What is needed
Below is some material; transcribe all of it exactly.

Records shown
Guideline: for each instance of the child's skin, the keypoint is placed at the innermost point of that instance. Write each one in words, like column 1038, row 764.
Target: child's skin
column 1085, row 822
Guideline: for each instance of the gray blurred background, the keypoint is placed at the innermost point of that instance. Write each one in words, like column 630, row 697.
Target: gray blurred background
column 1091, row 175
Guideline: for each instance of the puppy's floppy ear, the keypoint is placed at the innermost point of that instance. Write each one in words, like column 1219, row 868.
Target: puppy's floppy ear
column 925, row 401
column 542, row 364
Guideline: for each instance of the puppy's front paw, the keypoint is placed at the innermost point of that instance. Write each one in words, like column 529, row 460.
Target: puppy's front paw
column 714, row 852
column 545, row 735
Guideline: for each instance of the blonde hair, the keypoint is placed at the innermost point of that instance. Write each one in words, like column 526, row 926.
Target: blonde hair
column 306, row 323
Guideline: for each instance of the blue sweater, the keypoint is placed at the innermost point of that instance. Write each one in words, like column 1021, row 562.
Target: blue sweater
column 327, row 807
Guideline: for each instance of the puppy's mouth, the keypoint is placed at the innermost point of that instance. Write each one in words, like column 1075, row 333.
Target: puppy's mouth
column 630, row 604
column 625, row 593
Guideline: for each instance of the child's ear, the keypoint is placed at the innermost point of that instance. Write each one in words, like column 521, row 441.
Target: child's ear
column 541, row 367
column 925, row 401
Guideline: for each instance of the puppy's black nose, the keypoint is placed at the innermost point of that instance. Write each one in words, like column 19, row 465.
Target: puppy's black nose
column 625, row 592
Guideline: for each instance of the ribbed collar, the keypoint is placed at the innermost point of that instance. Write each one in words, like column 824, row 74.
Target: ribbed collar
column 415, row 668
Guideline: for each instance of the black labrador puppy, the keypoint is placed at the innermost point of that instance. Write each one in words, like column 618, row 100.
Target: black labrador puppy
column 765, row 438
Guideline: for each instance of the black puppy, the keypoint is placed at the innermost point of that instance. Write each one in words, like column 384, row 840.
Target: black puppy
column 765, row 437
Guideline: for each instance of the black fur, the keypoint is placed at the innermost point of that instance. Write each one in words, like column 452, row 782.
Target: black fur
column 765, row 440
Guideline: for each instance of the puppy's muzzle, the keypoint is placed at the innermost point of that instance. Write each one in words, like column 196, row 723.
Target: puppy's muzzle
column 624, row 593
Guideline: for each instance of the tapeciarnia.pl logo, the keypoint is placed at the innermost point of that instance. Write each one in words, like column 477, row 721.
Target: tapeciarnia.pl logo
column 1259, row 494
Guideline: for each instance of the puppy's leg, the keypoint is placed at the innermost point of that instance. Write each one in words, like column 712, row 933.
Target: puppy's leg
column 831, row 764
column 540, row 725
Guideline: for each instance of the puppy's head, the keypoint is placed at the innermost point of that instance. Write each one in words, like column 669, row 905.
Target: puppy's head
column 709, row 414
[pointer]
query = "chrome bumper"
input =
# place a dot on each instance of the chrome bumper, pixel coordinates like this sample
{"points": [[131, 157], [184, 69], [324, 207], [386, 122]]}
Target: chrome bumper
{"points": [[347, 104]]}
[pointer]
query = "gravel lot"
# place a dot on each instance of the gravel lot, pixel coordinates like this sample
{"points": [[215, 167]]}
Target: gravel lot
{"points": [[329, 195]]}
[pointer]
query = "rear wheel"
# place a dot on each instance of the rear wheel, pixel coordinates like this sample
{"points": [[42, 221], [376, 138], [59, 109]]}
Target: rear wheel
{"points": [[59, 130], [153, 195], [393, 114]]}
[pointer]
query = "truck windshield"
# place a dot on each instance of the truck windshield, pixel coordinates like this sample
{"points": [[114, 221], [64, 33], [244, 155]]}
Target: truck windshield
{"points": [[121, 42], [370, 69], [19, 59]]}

Complete response
Guideline: for each instance of the child's skin, the keypoint is placed at the innermost point of that instance. Write each one in words, like column 1038, row 764.
Target: child's skin
column 1085, row 822
Guideline: for each instance of the gray blurred background, the keypoint is placed at the innermost point of that instance. Write each one in words, like column 630, row 697.
Target: gray blurred background
column 1091, row 175
Guideline: for each instance of the puppy's floppy ear, the keypoint is placed at the innermost point of that instance. Write each one in words, like column 1219, row 868.
Target: puppy's floppy ear
column 925, row 401
column 542, row 364
Guideline: for each instance of the puppy's front paw, the keypoint is placed at the innermost point of that instance. Write each one in words, like column 529, row 460.
Target: puppy's front paw
column 714, row 852
column 545, row 735
Guideline: for each instance of the blonde hair, the keypoint is placed at the innermost point of that instance. Write each one in words, like column 526, row 926.
Target: blonde hair
column 306, row 323
Guideline: for each instance of the blue sweater, the keypoint is placed at the innermost point of that instance. Write each one in words, like column 1021, row 562.
Target: blue sweater
column 327, row 807
Guideline: for each instance of the puppy's mouth, the keypoint is placed at the innermost point of that instance. Write each one in words, like column 1075, row 333.
Target: puppy's mouth
column 630, row 604
column 625, row 593
Guideline: for each instance of the child's ear, the keypoint is placed at the innermost point of that instance. Write each one in words, like column 521, row 441.
Target: child's ear
column 541, row 367
column 925, row 401
Guideline: for each instance of the puppy's black nose, the keypoint is placed at the innermost point of that instance. Write each one in words, like column 19, row 465.
Target: puppy's black nose
column 625, row 592
Guideline: for each instance of the ribbed collar, the keypoint is placed at the innermost point of that instance. Write each one in words, like column 824, row 74.
Target: ribbed collar
column 415, row 668
Guideline: for each instance of the black labrador puppy, the keypoint is placed at the innermost point of that instance. Write each one in words, like column 618, row 100.
Target: black labrador puppy
column 765, row 438
Guideline: for each instance of the black puppy, the keypoint is placed at the innermost point of that instance. Write each one in words, like column 384, row 840.
Target: black puppy
column 765, row 437
Guideline: for each instance of the black fur, the keypoint is placed at the innermost point of that instance. Write each one in words, like column 452, row 782.
Target: black fur
column 765, row 440
Guideline: for each instance of the puppy's muzzle, the keypoint is placed at the innermost point of that instance. Write each one in words, like column 196, row 723.
Target: puppy's muzzle
column 624, row 593
Guideline: for each instance of the tapeciarnia.pl logo, the keypoint is placed at the innermost point of that instance. Write each one in words, like column 477, row 721.
Target: tapeciarnia.pl logo
column 1259, row 494
Guideline: for each instance of the puppy's leg, the keypoint is placed at the innermost point of that instance. Write each one in words, like column 712, row 933.
Target: puppy's leg
column 831, row 764
column 540, row 725
Guideline: for each instance of the puppy's head, the keypoint is placed at the innermost point of that instance. Write each one in words, like column 669, row 905.
Target: puppy's head
column 709, row 414
[pointer]
query = "chrome bumper"
input =
# place a dot on each instance of the chrome bumper, pixel coordinates like this sample
{"points": [[131, 157], [184, 69], [324, 207], [386, 122]]}
Target: chrome bumper
{"points": [[347, 104]]}
[pointer]
query = "gravel lot"
# place a dot on each instance of the gravel lot, pixel coordinates like this sample
{"points": [[215, 167]]}
Target: gravel lot
{"points": [[329, 195]]}
[pointer]
query = "rear wheel"
# place a dot on each instance of the rear wheel, pixel coordinates like this sample
{"points": [[42, 221], [376, 138], [59, 109]]}
Target: rear wheel
{"points": [[59, 130], [153, 195], [393, 114]]}
[pointer]
query = "truck windshield"
# place a dot on each instance of the truck windshield, pixel coordinates like this sample
{"points": [[114, 221], [64, 33], [244, 155]]}
Target: truck windshield
{"points": [[121, 42], [370, 69], [19, 59]]}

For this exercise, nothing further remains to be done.